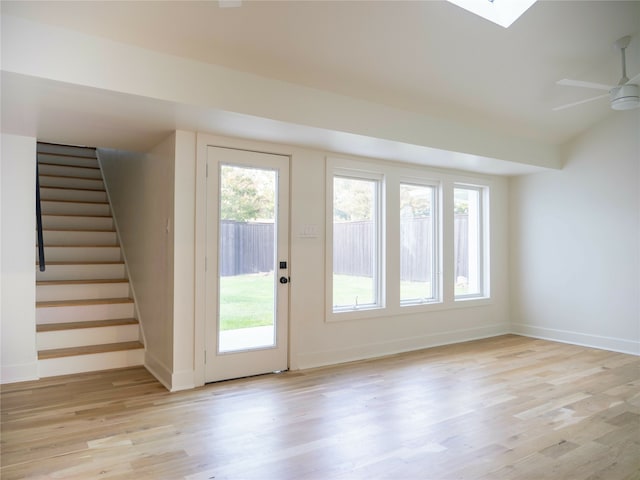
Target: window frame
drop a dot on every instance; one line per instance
(483, 242)
(436, 253)
(379, 270)
(392, 174)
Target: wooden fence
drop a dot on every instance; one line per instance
(246, 248)
(249, 248)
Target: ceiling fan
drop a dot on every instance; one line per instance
(624, 96)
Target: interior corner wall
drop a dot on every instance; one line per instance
(183, 261)
(140, 188)
(575, 242)
(17, 259)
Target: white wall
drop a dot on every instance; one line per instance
(184, 210)
(153, 198)
(575, 242)
(313, 340)
(141, 192)
(17, 259)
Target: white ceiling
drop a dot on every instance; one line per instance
(424, 56)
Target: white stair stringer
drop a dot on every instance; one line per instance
(85, 318)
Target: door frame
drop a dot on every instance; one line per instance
(203, 142)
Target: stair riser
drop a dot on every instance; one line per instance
(66, 182)
(76, 222)
(68, 194)
(66, 171)
(83, 313)
(81, 272)
(87, 336)
(86, 291)
(90, 363)
(53, 237)
(73, 208)
(81, 254)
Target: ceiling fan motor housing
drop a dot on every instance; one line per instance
(625, 97)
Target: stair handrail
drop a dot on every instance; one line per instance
(41, 262)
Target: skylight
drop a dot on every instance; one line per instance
(502, 12)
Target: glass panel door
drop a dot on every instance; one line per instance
(247, 266)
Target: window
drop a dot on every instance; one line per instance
(468, 241)
(418, 244)
(390, 230)
(356, 243)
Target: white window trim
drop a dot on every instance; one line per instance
(436, 212)
(484, 251)
(394, 173)
(357, 171)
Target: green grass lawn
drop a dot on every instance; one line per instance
(247, 300)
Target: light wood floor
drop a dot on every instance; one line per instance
(504, 408)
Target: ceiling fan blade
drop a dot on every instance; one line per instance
(631, 80)
(569, 105)
(567, 82)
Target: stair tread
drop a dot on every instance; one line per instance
(74, 230)
(88, 350)
(118, 262)
(87, 301)
(58, 154)
(81, 282)
(54, 327)
(73, 188)
(75, 215)
(52, 175)
(73, 201)
(54, 164)
(81, 246)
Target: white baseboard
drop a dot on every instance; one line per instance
(362, 352)
(173, 382)
(19, 373)
(182, 380)
(158, 370)
(576, 338)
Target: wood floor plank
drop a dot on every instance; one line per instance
(509, 407)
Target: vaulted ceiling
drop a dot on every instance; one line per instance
(419, 56)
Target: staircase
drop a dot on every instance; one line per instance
(85, 318)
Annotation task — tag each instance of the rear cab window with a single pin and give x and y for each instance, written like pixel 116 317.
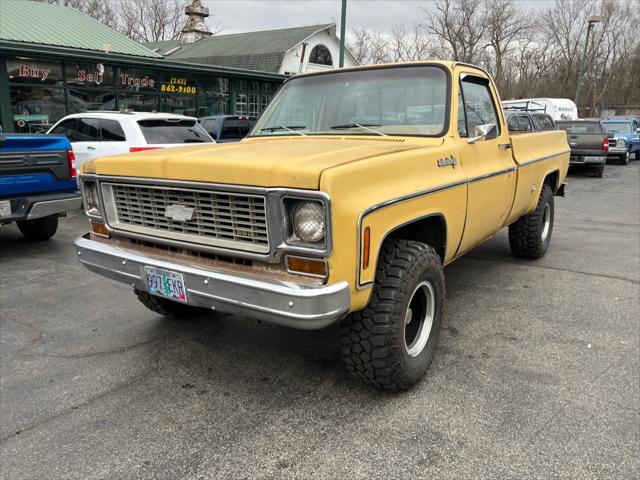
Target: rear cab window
pixel 159 131
pixel 579 128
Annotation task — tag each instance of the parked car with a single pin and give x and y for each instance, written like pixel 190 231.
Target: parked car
pixel 521 121
pixel 96 134
pixel 227 128
pixel 557 108
pixel 624 138
pixel 37 182
pixel 318 217
pixel 589 144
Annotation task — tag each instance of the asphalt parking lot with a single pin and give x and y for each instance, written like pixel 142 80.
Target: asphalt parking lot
pixel 537 374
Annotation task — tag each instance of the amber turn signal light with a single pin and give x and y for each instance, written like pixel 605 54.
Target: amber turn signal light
pixel 99 229
pixel 366 247
pixel 307 266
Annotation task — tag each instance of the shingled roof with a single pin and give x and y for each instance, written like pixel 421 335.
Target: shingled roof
pixel 263 50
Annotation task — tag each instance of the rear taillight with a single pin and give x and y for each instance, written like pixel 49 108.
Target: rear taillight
pixel 142 149
pixel 72 163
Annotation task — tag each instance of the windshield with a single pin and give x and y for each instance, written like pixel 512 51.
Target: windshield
pixel 171 131
pixel 382 101
pixel 617 126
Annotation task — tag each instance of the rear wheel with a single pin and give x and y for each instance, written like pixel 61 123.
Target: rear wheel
pixel 530 236
pixel 391 343
pixel 167 307
pixel 39 229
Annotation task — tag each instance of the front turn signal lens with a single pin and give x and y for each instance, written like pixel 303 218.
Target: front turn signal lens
pixel 100 229
pixel 366 248
pixel 307 266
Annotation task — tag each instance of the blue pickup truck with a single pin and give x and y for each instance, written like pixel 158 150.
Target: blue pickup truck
pixel 37 182
pixel 624 137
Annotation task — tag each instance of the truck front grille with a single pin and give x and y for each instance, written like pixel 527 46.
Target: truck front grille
pixel 222 219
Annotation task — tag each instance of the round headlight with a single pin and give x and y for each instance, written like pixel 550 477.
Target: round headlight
pixel 308 221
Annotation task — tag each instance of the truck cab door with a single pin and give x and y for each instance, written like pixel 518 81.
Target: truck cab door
pixel 486 162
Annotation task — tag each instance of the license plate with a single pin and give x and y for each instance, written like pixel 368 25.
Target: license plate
pixel 5 208
pixel 166 284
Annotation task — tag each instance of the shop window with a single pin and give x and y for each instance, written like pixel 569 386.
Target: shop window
pixel 34 71
pixel 320 55
pixel 265 101
pixel 241 104
pixel 89 74
pixel 36 108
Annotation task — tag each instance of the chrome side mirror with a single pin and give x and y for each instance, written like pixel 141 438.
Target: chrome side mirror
pixel 484 132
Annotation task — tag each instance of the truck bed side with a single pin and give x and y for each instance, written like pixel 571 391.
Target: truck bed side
pixel 537 156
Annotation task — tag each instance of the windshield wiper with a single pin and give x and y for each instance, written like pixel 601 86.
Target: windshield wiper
pixel 360 125
pixel 290 128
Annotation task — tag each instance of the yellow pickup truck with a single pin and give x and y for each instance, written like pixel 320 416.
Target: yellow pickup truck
pixel 351 193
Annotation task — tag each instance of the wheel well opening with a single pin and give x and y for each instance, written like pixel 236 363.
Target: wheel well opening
pixel 431 230
pixel 552 181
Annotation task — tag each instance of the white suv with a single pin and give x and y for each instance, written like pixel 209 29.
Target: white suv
pixel 96 134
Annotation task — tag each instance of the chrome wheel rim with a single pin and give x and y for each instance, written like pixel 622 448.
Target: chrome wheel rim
pixel 418 318
pixel 546 222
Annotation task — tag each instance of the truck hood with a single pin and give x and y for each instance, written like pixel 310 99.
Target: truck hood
pixel 296 162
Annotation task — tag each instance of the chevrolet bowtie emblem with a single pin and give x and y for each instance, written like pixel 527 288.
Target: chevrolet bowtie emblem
pixel 179 213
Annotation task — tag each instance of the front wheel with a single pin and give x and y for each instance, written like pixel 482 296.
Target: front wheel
pixel 391 343
pixel 530 236
pixel 39 229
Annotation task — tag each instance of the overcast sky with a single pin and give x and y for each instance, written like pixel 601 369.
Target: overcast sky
pixel 247 15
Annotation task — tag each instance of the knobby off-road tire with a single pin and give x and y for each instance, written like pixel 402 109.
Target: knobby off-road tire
pixel 39 229
pixel 377 343
pixel 167 307
pixel 529 236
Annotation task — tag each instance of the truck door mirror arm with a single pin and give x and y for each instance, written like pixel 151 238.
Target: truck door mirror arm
pixel 486 131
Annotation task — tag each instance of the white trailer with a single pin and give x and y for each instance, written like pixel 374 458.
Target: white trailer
pixel 558 108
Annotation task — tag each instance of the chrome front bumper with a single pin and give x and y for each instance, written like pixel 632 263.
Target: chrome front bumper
pixel 284 303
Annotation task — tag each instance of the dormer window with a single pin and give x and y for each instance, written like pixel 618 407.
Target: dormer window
pixel 321 55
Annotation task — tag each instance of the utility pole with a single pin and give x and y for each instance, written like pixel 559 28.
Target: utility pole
pixel 593 19
pixel 343 31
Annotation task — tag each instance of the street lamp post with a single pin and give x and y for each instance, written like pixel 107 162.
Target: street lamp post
pixel 343 31
pixel 593 19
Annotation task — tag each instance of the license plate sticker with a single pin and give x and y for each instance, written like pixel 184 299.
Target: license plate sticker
pixel 164 283
pixel 5 208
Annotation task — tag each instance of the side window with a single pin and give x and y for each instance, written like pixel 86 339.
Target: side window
pixel 462 117
pixel 524 124
pixel 67 128
pixel 88 130
pixel 210 126
pixel 478 103
pixel 112 131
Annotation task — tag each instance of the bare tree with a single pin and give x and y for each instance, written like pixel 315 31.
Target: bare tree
pixel 460 26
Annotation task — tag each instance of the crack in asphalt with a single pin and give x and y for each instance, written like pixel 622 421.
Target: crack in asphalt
pixel 559 269
pixel 72 409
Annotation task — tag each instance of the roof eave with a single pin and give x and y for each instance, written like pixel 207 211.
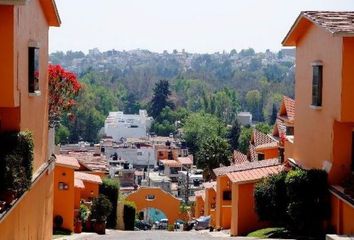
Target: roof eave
pixel 292 36
pixel 51 12
pixel 67 165
pixel 14 2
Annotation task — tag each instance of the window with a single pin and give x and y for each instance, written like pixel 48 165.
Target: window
pixel 289 131
pixel 63 186
pixel 33 69
pixel 226 195
pixel 150 197
pixel 317 69
pixel 260 156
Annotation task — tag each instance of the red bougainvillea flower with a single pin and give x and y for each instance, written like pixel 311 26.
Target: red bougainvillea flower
pixel 63 88
pixel 282 139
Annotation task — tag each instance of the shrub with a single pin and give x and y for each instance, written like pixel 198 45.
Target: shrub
pixel 129 215
pixel 110 188
pixel 170 227
pixel 84 213
pixel 298 200
pixel 309 202
pixel 58 221
pixel 16 165
pixel 271 199
pixel 101 208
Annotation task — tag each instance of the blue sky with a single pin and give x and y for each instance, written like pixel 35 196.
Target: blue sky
pixel 203 26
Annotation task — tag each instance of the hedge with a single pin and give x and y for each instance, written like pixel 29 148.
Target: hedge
pixel 129 215
pixel 297 200
pixel 110 188
pixel 16 161
pixel 101 208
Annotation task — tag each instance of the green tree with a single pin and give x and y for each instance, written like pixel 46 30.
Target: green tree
pixel 212 152
pixel 263 127
pixel 254 104
pixel 131 104
pixel 199 126
pixel 274 115
pixel 160 98
pixel 234 135
pixel 244 140
pixel 62 134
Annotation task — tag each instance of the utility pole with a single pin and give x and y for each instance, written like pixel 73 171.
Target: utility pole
pixel 149 169
pixel 186 200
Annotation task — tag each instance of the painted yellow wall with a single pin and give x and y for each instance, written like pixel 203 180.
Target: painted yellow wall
pixel 64 199
pixel 314 128
pixel 210 200
pixel 90 191
pixel 171 210
pixel 347 114
pixel 199 207
pixel 32 217
pixel 223 208
pixel 244 218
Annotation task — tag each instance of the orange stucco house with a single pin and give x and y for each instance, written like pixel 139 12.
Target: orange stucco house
pixel 324 125
pixel 71 187
pixel 199 203
pixel 24 29
pixel 153 197
pixel 210 201
pixel 64 190
pixel 234 194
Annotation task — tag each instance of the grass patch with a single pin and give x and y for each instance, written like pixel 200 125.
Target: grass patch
pixel 270 233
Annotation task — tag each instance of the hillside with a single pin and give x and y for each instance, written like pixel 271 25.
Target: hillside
pixel 124 80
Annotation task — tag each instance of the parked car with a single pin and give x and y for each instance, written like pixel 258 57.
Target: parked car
pixel 202 223
pixel 163 223
pixel 189 226
pixel 142 225
pixel 178 224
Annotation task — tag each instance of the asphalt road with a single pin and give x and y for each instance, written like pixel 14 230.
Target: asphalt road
pixel 152 235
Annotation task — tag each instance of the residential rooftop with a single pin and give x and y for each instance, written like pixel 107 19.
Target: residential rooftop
pixel 246 166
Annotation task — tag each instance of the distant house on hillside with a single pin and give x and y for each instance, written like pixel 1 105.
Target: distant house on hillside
pixel 119 125
pixel 324 86
pixel 245 118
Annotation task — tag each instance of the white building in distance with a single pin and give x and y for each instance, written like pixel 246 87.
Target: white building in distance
pixel 119 125
pixel 244 118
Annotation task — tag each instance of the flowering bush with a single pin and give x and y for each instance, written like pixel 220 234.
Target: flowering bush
pixel 282 139
pixel 63 88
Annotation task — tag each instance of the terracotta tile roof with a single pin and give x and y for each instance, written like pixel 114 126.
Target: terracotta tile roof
pixel 254 174
pixel 200 193
pixel 334 22
pixel 239 157
pixel 91 161
pixel 246 166
pixel 78 183
pixel 139 173
pixel 87 177
pixel 209 185
pixel 185 160
pixel 252 154
pixel 267 146
pixel 66 161
pixel 290 108
pixel 259 138
pixel 279 128
pixel 171 163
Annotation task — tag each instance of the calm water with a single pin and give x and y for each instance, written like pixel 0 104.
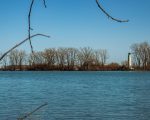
######
> _STATED GOAL_
Print the entries verbatim from the line with "Target: vaulted ceiling" up to and including the line with "pixel 579 128", leaving out any pictures.

> _WORKED SOLUTION_
Target: vaulted ceiling
drop a dot on every instance; one line per instance
(419, 56)
Target: staircase
drop a dot on every instance; one line per instance
(85, 318)
Annotation task — tag each instance of the rear cab window with a single pin and give x and y for each instance, written like pixel 116 317.
Target: rear cab window
pixel 159 131
pixel 579 128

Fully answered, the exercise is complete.